Locate each line in the listing below that contains the string "long", and copy those lines in full.

━━━ DATA LINES ━━━

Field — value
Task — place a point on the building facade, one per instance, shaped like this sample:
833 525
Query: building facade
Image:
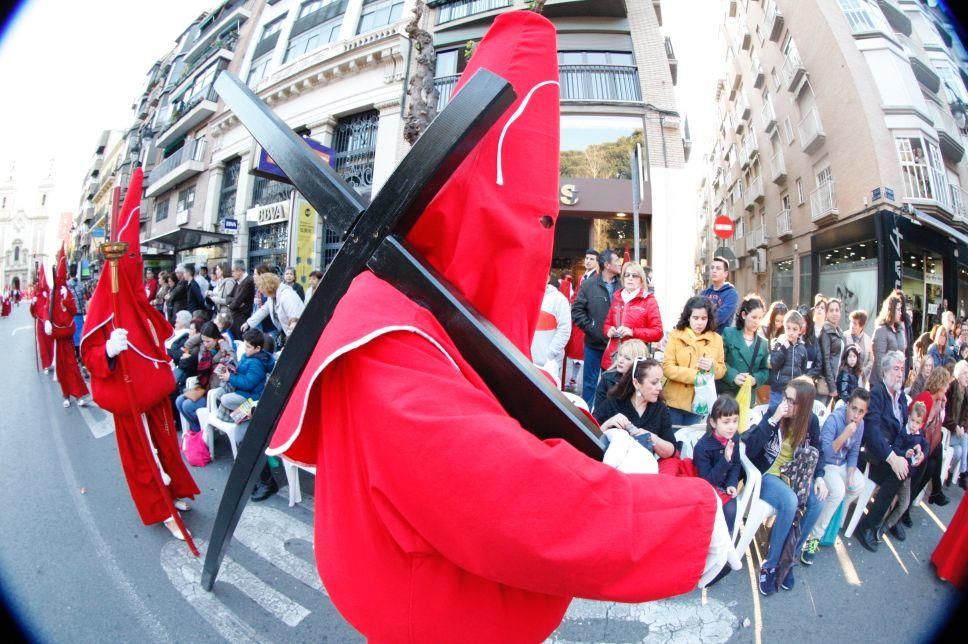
22 231
840 153
617 72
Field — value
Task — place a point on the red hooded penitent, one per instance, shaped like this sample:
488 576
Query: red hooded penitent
148 367
438 516
62 311
40 310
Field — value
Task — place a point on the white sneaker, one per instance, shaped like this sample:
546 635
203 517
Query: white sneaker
173 529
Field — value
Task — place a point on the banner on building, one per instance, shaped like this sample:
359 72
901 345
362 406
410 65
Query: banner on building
270 170
304 232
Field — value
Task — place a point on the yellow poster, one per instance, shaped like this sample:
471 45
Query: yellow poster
305 241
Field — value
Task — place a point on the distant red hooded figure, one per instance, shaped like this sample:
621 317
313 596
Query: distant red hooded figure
40 310
62 311
148 367
438 516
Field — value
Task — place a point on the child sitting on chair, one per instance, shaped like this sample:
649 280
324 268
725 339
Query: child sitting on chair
716 455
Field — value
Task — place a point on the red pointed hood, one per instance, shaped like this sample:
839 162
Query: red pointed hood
147 328
490 229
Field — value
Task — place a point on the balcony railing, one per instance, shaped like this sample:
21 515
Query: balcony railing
784 224
774 20
599 83
823 203
778 168
445 89
959 202
450 11
769 117
812 135
793 69
194 151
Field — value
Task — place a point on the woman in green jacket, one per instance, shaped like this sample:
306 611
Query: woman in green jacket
747 353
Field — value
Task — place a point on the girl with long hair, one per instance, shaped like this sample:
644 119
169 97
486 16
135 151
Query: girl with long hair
773 443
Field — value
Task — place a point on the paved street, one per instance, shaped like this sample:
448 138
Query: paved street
78 566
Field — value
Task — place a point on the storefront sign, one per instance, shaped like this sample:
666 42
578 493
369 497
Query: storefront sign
723 227
268 214
268 168
305 232
568 195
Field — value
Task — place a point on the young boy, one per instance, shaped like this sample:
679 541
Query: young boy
788 358
911 445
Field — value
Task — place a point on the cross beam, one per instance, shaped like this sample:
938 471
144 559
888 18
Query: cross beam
374 241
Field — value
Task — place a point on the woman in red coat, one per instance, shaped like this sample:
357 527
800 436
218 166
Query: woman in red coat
634 313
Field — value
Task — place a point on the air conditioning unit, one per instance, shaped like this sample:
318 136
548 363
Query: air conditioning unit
759 261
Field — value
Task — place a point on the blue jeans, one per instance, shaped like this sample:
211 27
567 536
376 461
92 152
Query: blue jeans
189 409
779 495
590 370
682 417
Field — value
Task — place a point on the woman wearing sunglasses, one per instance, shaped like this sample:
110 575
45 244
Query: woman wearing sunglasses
634 313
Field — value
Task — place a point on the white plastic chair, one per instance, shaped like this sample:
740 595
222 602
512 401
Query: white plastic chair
209 420
292 478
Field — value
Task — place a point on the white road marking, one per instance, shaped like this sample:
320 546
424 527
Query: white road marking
679 620
265 531
100 428
151 625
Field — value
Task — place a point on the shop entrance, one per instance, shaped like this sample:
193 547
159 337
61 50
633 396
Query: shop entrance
923 285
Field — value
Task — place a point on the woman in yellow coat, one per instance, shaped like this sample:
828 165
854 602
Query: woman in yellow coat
694 346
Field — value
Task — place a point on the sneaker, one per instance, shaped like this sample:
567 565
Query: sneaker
767 581
809 552
788 581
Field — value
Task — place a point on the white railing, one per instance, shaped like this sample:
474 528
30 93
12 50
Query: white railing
784 223
959 202
823 201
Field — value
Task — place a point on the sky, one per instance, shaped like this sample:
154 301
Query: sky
68 71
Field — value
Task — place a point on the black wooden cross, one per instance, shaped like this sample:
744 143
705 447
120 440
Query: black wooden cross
374 240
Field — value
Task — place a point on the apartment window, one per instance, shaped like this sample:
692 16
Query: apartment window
788 130
161 210
922 169
186 199
258 70
312 39
378 13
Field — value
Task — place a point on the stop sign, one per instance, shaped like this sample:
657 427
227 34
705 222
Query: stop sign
723 227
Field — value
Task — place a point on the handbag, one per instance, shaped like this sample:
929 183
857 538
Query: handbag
705 393
195 449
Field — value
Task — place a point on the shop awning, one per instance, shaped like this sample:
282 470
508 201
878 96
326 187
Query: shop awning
185 239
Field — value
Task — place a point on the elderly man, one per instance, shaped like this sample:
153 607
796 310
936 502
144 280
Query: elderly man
886 419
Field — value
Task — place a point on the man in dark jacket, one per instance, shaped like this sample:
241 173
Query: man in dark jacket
588 313
886 418
179 294
240 303
196 301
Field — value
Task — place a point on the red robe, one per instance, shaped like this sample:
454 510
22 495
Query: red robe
40 310
65 362
951 555
438 516
148 368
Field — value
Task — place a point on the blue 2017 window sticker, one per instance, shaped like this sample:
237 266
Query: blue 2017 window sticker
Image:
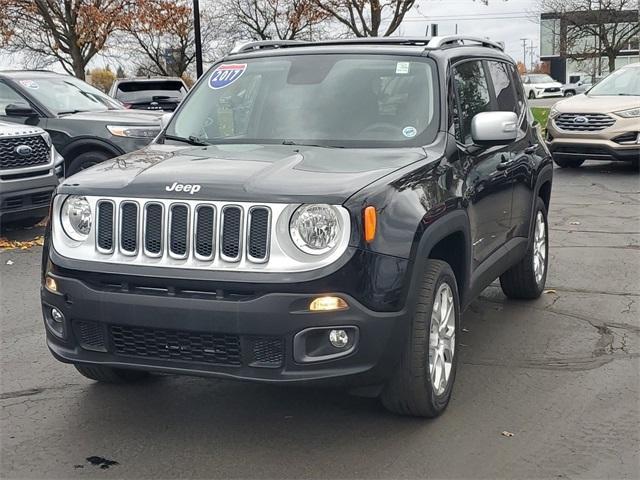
225 75
409 131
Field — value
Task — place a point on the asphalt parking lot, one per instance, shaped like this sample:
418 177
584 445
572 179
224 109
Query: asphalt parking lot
561 374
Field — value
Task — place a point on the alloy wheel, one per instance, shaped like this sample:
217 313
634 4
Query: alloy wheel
539 248
442 337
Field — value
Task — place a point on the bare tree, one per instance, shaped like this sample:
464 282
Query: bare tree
159 37
70 32
368 18
274 19
590 29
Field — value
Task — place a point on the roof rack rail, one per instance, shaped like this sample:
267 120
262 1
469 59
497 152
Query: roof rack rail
259 44
452 40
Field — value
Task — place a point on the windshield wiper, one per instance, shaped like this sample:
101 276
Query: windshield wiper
70 112
191 140
290 142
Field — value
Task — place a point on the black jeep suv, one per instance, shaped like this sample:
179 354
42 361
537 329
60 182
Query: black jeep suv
312 213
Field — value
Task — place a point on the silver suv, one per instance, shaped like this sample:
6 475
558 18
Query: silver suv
30 169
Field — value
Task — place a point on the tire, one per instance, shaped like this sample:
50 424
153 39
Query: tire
111 375
411 391
562 163
524 280
86 160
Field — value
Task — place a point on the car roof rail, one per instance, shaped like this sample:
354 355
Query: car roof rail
459 40
260 44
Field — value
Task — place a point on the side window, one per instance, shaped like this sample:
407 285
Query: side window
7 96
473 96
503 87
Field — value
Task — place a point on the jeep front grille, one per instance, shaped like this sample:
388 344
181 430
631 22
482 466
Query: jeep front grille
190 234
9 157
184 230
583 122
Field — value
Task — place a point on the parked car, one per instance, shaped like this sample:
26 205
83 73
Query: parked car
603 124
539 85
30 169
312 213
571 89
86 126
159 93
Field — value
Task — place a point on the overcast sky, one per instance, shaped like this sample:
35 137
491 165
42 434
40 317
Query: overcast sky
508 21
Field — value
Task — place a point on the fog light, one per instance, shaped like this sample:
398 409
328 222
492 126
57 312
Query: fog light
57 315
51 285
325 304
338 338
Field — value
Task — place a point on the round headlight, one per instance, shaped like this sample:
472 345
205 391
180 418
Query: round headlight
76 217
315 229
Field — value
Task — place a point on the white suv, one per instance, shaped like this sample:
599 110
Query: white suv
541 85
30 169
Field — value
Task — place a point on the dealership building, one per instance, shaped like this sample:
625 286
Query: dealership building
566 56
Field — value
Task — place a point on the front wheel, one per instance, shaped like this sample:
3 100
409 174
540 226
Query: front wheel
526 279
422 383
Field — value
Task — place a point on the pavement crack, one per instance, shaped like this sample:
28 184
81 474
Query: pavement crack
33 391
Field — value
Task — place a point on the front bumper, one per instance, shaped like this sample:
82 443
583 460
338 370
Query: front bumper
256 337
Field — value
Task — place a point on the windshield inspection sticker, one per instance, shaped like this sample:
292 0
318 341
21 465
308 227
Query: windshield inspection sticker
29 84
225 75
402 68
409 132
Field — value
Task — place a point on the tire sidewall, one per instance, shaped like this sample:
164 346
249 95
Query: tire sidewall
540 207
441 401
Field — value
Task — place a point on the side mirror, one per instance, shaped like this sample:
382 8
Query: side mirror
494 128
20 110
165 119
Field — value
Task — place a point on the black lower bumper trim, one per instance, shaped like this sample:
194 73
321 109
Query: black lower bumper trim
249 339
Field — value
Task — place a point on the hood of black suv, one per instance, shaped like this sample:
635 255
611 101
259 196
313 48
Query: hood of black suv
254 173
128 117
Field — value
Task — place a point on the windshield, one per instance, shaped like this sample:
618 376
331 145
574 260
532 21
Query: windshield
625 81
327 100
540 79
66 94
150 90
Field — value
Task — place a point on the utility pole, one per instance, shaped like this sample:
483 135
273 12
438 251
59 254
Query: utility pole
524 52
196 33
532 50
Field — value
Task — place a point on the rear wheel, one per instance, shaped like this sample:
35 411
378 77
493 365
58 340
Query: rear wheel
526 279
423 381
103 374
563 163
86 160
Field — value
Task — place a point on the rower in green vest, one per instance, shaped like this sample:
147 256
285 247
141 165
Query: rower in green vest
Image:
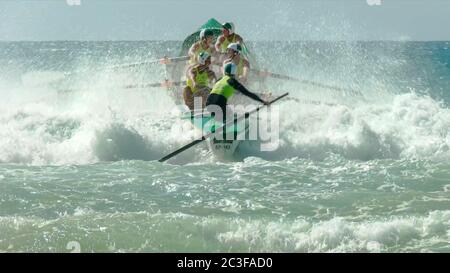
204 44
234 55
224 90
199 76
228 36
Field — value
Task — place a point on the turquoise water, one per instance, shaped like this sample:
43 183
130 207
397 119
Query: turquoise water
364 172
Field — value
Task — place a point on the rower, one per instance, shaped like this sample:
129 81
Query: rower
228 36
224 90
204 44
234 55
199 76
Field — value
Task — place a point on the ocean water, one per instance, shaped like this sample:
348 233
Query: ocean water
360 171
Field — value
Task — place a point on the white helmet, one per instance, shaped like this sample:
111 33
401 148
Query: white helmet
235 46
229 26
202 57
230 69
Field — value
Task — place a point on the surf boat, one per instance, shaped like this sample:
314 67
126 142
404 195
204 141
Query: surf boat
222 143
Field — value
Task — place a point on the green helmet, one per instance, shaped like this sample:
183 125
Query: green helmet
202 57
206 33
230 69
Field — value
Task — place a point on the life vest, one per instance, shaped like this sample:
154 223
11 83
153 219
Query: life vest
201 79
223 88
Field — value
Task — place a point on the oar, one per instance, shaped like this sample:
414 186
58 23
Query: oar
165 84
285 77
165 60
218 130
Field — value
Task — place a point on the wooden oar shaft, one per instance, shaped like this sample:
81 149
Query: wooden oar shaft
164 60
218 130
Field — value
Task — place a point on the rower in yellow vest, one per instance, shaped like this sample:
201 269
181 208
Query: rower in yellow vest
223 90
204 44
234 55
199 76
228 36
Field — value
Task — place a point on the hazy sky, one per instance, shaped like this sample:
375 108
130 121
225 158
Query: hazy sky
254 19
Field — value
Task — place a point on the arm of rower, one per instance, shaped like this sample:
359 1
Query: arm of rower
236 85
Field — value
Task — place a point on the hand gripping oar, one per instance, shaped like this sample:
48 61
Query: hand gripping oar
164 60
218 130
165 84
285 77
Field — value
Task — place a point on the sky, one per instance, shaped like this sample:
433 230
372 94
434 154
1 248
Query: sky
43 20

━━━

RESPONSE:
Task — place a point on the girl with long hair, one per instance, shaped like this sample:
Query: girl with long hair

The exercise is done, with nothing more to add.